------ INPUT RECORDS ------

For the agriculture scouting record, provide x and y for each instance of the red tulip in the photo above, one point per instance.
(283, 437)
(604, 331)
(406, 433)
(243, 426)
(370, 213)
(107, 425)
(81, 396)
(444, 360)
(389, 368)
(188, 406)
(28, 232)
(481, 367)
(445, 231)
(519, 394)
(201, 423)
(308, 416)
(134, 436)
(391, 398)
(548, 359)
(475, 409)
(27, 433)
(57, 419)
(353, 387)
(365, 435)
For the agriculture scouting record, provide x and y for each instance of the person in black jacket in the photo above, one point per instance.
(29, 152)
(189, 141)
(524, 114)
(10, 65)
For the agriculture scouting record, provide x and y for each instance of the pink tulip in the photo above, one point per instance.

------
------ INPUT RECORDS ------

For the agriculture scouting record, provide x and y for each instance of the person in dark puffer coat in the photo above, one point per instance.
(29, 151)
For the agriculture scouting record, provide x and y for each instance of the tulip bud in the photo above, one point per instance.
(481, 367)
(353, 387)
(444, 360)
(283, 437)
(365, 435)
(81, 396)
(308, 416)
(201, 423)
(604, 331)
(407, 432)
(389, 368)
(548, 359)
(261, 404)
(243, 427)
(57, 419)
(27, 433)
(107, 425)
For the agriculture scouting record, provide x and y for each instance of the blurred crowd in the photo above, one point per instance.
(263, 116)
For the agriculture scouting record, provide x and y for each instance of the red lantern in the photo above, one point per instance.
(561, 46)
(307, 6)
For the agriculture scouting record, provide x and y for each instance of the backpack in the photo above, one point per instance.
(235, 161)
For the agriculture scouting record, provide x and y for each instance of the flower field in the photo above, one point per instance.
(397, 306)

------
------ INPUT RECORDS ------

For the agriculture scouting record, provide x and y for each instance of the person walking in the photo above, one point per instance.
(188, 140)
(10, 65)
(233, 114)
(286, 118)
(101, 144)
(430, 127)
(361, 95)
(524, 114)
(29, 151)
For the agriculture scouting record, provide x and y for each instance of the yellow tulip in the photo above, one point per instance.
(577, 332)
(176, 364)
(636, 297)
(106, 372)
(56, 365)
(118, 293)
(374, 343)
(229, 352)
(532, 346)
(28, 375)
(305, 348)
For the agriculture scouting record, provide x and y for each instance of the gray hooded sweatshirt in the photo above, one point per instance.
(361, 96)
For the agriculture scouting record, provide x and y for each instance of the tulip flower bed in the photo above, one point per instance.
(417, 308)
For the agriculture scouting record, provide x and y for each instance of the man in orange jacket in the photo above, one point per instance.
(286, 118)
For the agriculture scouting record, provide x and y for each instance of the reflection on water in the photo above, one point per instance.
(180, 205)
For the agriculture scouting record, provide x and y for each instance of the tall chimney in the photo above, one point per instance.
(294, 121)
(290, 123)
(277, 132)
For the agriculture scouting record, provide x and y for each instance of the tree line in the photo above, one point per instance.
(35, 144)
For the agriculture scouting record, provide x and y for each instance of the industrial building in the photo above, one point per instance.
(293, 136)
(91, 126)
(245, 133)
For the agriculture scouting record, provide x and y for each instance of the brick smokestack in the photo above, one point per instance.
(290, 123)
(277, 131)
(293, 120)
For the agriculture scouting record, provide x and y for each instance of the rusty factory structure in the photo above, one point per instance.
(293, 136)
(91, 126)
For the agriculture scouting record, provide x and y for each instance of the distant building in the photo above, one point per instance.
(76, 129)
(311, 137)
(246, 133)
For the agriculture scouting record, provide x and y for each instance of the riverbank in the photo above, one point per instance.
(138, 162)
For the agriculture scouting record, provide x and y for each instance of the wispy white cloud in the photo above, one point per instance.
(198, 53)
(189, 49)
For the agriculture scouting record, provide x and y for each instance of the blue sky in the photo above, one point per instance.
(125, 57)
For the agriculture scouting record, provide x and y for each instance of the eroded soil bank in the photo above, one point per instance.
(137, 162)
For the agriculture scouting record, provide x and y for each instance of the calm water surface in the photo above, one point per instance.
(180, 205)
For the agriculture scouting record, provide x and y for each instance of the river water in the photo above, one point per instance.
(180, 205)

------

■ WHAT IS BEING ASKED ■
Only one stretch of the data above is needed. Restate it word for word, from the line containing "the red tulip" through the line containing "of the pink", both ends included.

■ TASK RESPONSE ■
For the agriculture scouting record, provide x and y for each instance of the red tulip in the photo above, one point per instance.
(283, 437)
(604, 331)
(406, 433)
(243, 426)
(370, 213)
(107, 425)
(81, 396)
(444, 360)
(389, 368)
(188, 406)
(28, 232)
(481, 367)
(445, 231)
(519, 394)
(201, 423)
(308, 416)
(134, 436)
(391, 398)
(548, 359)
(475, 409)
(27, 433)
(57, 419)
(353, 387)
(365, 435)
For the agriculture scouting record, provide x and y for each instance of the person in black jacket in the photo above, one point per instance.
(29, 152)
(189, 141)
(524, 114)
(10, 65)
For the agriculture scouting record, provide x and y for each instance of the pink tulip in the photo above, one point per instance.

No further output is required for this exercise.